Print, please, the line that contains "query | rear bumper" and each line after it to the end of the entries, unchanged and with nothing else.
++++ Data section ++++
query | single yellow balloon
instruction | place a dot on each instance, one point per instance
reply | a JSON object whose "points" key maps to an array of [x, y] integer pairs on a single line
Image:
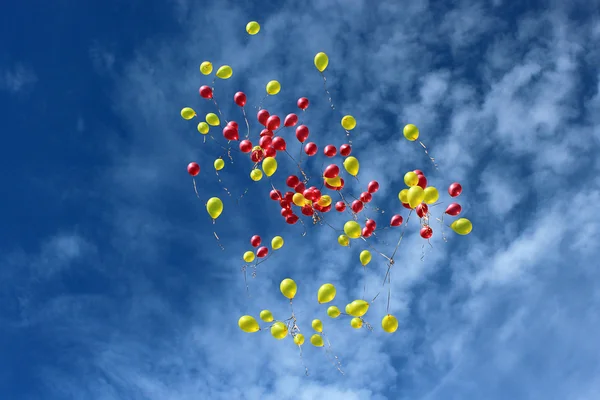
{"points": [[351, 165], [224, 72], [431, 195], [248, 256], [266, 315], [252, 28], [214, 206], [206, 68], [277, 243], [248, 324], [348, 122], [462, 226], [415, 196], [326, 293], [365, 257], [389, 323], [352, 229], [187, 113], [288, 288], [212, 119], [273, 87], [411, 132], [279, 330]]}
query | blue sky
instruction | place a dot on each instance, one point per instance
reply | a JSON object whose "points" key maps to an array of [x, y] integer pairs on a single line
{"points": [[112, 285]]}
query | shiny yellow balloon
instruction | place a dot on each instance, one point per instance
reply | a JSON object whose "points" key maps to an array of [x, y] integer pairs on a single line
{"points": [[248, 324], [351, 165], [187, 113], [214, 206], [415, 196], [252, 28], [352, 229], [389, 323], [431, 195], [348, 122], [411, 132], [462, 226], [365, 257], [273, 87], [224, 72], [288, 288], [326, 293], [321, 61], [266, 315], [279, 330], [206, 68]]}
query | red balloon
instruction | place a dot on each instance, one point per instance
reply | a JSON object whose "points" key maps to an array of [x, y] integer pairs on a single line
{"points": [[453, 209], [310, 148], [290, 120], [193, 169], [240, 99], [330, 150], [345, 150], [205, 92]]}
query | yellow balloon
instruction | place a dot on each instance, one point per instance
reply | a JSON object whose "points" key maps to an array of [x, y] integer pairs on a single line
{"points": [[252, 28], [365, 257], [212, 119], [279, 330], [288, 288], [415, 196], [224, 72], [273, 87], [248, 324], [203, 128], [348, 122], [326, 293], [333, 312], [462, 226], [431, 195], [187, 113], [352, 229], [277, 243], [411, 179], [389, 323], [214, 206], [266, 315], [316, 340], [351, 165], [269, 166], [411, 132], [206, 68], [248, 256]]}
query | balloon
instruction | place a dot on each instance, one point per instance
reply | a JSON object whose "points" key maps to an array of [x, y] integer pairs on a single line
{"points": [[326, 293], [288, 288], [462, 226], [206, 68], [389, 323], [193, 169], [224, 72], [321, 61], [279, 330], [266, 316], [273, 87], [187, 113], [365, 257], [248, 324], [352, 166], [352, 229], [252, 28], [348, 122], [411, 132]]}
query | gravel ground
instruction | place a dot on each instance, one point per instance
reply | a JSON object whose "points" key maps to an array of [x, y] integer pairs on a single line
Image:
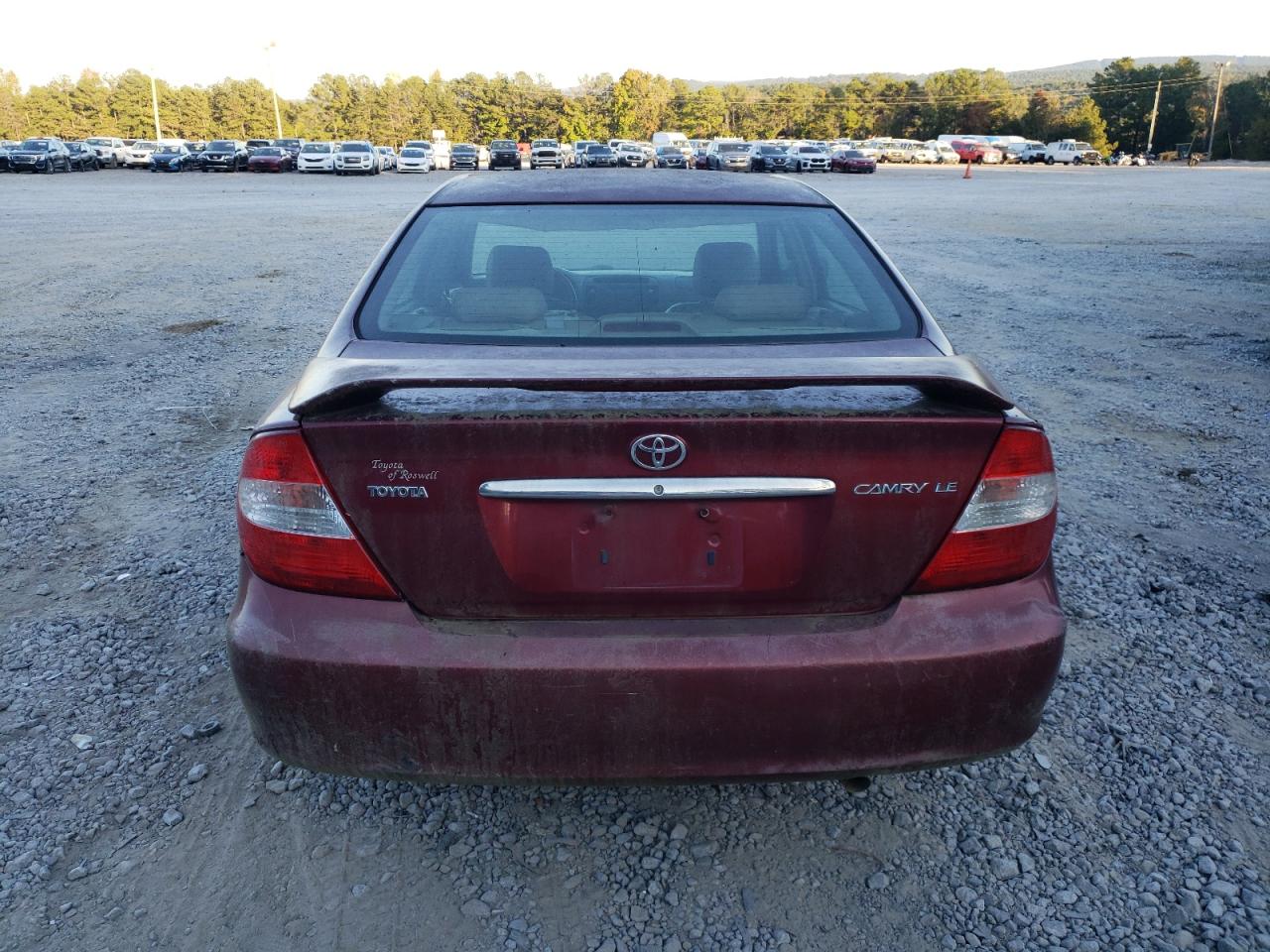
{"points": [[1124, 307]]}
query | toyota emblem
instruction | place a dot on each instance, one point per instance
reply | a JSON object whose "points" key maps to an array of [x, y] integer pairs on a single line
{"points": [[658, 451]]}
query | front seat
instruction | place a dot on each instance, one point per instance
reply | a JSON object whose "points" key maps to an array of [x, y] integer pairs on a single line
{"points": [[521, 267], [720, 264]]}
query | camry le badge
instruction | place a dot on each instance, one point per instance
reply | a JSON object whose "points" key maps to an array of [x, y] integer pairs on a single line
{"points": [[658, 451]]}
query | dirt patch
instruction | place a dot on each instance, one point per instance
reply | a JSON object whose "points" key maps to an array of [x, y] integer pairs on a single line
{"points": [[193, 326]]}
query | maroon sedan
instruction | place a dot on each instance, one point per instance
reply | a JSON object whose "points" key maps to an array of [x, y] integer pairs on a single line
{"points": [[271, 159], [852, 160], [642, 479]]}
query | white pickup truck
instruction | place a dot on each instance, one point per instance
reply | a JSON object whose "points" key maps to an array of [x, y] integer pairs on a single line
{"points": [[547, 154], [1069, 151]]}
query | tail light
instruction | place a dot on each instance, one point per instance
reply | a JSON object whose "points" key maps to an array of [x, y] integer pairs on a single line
{"points": [[1007, 527], [291, 531]]}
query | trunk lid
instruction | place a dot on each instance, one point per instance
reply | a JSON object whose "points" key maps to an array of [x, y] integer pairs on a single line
{"points": [[409, 470]]}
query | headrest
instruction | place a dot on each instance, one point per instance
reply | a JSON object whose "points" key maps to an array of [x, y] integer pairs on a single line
{"points": [[721, 263], [762, 302], [520, 266], [508, 306]]}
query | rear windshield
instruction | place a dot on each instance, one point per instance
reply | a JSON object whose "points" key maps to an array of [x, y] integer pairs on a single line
{"points": [[633, 275]]}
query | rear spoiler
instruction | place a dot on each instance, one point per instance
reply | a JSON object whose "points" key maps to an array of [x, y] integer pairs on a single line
{"points": [[336, 382]]}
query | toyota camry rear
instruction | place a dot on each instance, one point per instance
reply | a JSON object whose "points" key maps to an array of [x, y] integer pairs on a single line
{"points": [[642, 479]]}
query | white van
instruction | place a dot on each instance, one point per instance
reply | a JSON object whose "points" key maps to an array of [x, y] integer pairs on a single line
{"points": [[1069, 151], [672, 139]]}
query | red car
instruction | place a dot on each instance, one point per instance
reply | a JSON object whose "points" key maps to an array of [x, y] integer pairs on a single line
{"points": [[557, 502], [976, 153], [852, 160], [271, 159]]}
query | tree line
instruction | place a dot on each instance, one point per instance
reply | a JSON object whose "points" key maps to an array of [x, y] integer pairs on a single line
{"points": [[1111, 111]]}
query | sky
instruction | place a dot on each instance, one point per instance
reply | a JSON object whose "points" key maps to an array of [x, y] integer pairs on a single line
{"points": [[185, 44]]}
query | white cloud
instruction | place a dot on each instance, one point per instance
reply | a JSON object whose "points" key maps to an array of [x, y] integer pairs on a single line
{"points": [[195, 45]]}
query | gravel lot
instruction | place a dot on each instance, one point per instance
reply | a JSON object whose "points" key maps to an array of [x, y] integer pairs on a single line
{"points": [[1124, 307]]}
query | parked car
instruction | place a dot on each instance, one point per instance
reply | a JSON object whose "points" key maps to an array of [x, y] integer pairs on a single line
{"points": [[547, 154], [601, 157], [770, 157], [1030, 153], [82, 158], [503, 154], [356, 158], [223, 155], [922, 154], [271, 159], [291, 145], [579, 153], [416, 159], [810, 159], [172, 158], [317, 157], [45, 155], [728, 155], [672, 139], [630, 155], [465, 583], [108, 149], [1069, 151], [671, 158], [852, 160], [944, 153], [137, 155], [976, 153], [465, 155]]}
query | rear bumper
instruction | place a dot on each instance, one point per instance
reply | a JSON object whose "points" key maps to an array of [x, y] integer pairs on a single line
{"points": [[368, 688]]}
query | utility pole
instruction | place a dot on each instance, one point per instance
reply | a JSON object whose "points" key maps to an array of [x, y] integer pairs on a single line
{"points": [[273, 87], [154, 99], [1155, 111], [1216, 104]]}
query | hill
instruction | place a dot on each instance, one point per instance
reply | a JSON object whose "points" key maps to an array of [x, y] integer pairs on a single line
{"points": [[1066, 73]]}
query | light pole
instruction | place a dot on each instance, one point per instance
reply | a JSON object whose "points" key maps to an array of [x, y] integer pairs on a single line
{"points": [[154, 99], [1216, 104], [273, 89]]}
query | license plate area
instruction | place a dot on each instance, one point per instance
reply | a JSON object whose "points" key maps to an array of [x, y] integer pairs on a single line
{"points": [[597, 546]]}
++++
Finished exercise:
query | rear bumper
instruction | place a dot on each instance, one point per instance
reply | a JSON object whose "points" key maps to an array of [x, y] integer pairs on a single line
{"points": [[368, 688]]}
query | utility pole
instruction | place a dot on each instance, one point per instance
reply | a JSON object whose "points" key maps to an array of [x, y] integer pairs on a single line
{"points": [[273, 87], [154, 99], [1155, 111], [1216, 104]]}
query | hill
instruction | place a dot on each instance, one point per instance
reply | a JSON object whose "points" key maps to an array of [x, y] integer pairs on a single line
{"points": [[1066, 73]]}
query | light pole
instruction | place a dot on each instance, one point per instance
reply | a JSON object whose "points" key maps to an array of [x, y] integer pairs on a single line
{"points": [[154, 99], [1216, 104], [273, 89]]}
query | license plate area
instruction | place a dot on each instance, one point per instance
reply | a JSON object whose "points" key maps to an array of [x, y] integer pairs on a single line
{"points": [[597, 546]]}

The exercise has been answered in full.